# MATERIAL TO PROCESS:
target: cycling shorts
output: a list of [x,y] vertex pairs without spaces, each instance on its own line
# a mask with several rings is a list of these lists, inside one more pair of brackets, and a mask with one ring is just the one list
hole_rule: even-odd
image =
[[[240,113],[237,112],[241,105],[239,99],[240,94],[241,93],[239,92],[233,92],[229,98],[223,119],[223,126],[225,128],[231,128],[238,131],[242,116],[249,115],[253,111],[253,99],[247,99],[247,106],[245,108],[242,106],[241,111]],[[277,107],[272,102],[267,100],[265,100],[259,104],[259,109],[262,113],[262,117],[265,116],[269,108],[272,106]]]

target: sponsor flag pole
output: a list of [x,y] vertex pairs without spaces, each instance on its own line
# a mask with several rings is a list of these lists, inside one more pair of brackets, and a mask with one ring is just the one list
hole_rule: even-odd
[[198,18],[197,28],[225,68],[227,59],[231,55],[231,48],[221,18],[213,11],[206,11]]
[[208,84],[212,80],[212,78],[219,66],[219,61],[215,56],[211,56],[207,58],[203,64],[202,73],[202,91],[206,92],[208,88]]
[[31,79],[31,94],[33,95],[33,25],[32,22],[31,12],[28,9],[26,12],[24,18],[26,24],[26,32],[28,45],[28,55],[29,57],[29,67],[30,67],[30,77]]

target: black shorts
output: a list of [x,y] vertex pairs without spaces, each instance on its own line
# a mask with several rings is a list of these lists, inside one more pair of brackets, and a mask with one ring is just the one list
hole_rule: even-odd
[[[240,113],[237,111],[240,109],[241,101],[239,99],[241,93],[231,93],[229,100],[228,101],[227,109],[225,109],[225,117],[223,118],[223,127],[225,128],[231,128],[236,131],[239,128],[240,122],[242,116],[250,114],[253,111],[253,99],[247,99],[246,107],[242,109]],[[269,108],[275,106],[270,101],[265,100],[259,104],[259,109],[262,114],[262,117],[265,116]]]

# REQUIRED WORK:
Update all the items above by replacing "even-odd" with "nonzero" wherever it appears, and leave everything else unchanged.

# EXERCISE RESPONSE:
target: cycling shorts
output: a list of [x,y] vertex pairs without spaces, each instance on its own line
# a mask with several rings is a list of these lists, inside one more pair of brackets, and a mask with one ring is just the one list
hole_rule: nonzero
image =
[[[240,113],[237,112],[241,105],[239,99],[240,94],[241,93],[239,92],[233,92],[229,98],[223,119],[223,126],[225,128],[231,128],[238,131],[242,116],[249,115],[253,111],[253,99],[247,99],[247,106],[245,108],[242,106],[241,111]],[[277,107],[272,102],[267,100],[265,100],[259,104],[259,109],[262,113],[262,117],[265,116],[269,108],[272,106]]]

target: sponsor flag pole
output: a list of [x,y] vertex pairs without spaces, each instance on its own line
# a mask with several rings is a list of these lists, inside one more pair of brackets, and a mask with one ring is just the one list
hole_rule: nonzero
[[198,18],[197,28],[225,68],[227,59],[231,55],[231,48],[221,18],[213,11],[206,11]]
[[208,84],[212,80],[212,78],[219,66],[219,61],[215,56],[211,56],[207,58],[203,64],[202,73],[202,91],[206,92],[208,88]]
[[31,79],[31,94],[33,95],[33,25],[32,22],[31,12],[28,9],[26,12],[24,18],[26,24],[26,32],[28,45],[28,55],[29,57],[29,67],[30,67],[30,77]]

target: black shorts
output: a list of [x,y] vertex pairs without spaces, each instance on its own line
# a mask with several rings is a list of these lists, inside one more pair of brackets, and a mask with one ring is just the one list
hole_rule: nonzero
[[[240,113],[237,111],[240,109],[241,101],[239,99],[241,93],[231,93],[229,100],[228,101],[227,109],[225,109],[225,117],[223,118],[223,127],[225,128],[231,128],[236,131],[239,128],[240,122],[242,116],[250,114],[253,111],[253,99],[247,99],[246,107],[242,109]],[[269,108],[275,106],[270,101],[265,100],[259,104],[259,109],[262,114],[262,117],[265,116]]]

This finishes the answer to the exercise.